**Document passage**

What does it mean to incorporate life’s processes into the production of space? This talk explores the conditions in which biology is possibly by invoking the non-classical materiality of the living world: one that is not forged by hierarchies of Euclidean geometries, but through an ongoing currency and flow of electrons exchanged by semi-permeable bodies, fields, interfaces, and membranes. Experienced as “metabolism,” the flow of life is unevenly distributed through space and matter, being enabled through myriad types of (bio)(electro)(phyisco)chemical exchanges that enable and sustain the unique terrestrial materiality recognised as ‘life.’ Key to the persistence of this energised state are the actions of the microbial commons, a generative entity at the foundations of the biosphere that facilitates this flow and has increasingly enlivened the world since its inception over 3 billion years ago. Made possible by 21st century developments in genetic technologies, we can now “see” the complex microbial systems all around us and understand how much they are part of “us.” This talk looks to how it is possible to engage, and potentially design with, this life-flow (or zoe) as a kind of new urban “economy” that can be accessed through a bio-digital interface. Such a platform is not a Bitcoin system, or other fossil fuel hungry digital entity, but a metabolically produced materiality that generates bio-electricity within the limits of the carrying capacity of its habitats while simultaneously bioremediating its surroundings. Simultaneously energy, (bio)chemical system and environmental ‘data,’ the activity within this system can be influenced through electro/magnetic/metabolic fields as a form of inter-species communications that is non-classically spatial, material, intelligent and entangled with the processes of life. A range of projects prototyping this platform along with how they may be developed and installed within the domestic and urban landscapes, will also be discussed.

**Task goal**
Extend the talk abstract on designing with the microbial flow of life, starting right after its last sentence. The rows come from a separate source.

**Data under study**
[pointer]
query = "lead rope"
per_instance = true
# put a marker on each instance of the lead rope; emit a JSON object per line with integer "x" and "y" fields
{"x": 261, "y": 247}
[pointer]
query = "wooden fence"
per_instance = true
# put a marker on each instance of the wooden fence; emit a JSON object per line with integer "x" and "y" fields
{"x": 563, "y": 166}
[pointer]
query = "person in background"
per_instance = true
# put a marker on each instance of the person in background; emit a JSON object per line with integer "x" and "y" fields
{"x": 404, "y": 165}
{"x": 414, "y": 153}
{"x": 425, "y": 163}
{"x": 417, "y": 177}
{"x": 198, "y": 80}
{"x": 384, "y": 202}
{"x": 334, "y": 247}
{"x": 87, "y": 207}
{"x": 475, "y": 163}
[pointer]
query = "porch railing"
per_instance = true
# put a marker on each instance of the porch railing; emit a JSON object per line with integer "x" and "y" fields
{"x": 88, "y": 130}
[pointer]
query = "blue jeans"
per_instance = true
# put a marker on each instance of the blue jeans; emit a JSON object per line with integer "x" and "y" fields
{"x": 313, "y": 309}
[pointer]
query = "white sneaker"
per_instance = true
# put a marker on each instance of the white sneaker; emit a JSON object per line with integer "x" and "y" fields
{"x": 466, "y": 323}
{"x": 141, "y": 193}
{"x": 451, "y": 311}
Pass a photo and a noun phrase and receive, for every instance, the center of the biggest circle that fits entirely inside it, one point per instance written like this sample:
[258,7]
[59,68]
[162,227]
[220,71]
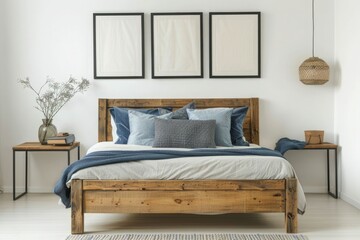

**Output below**
Rachel Armstrong is Professor of Regenerative Architecture at the Department of Architecture, KU Leuven, Belgium, Senior TED Fellow and a Rauschenberg Fellow for the Rising Waters Confab (2016). A pioneer of «living» architecture, incorporating “living” technologies into design and construction, her work explores the foundations of a fundamentally «living» and regenerative architecture that optimises resource use, enables «open» material transformation and explores new protocols for space-making that enable ongoing adaptation and change

This lecture is organized by Charlotte Eckrath as part of the ongoing master course Future Soft House.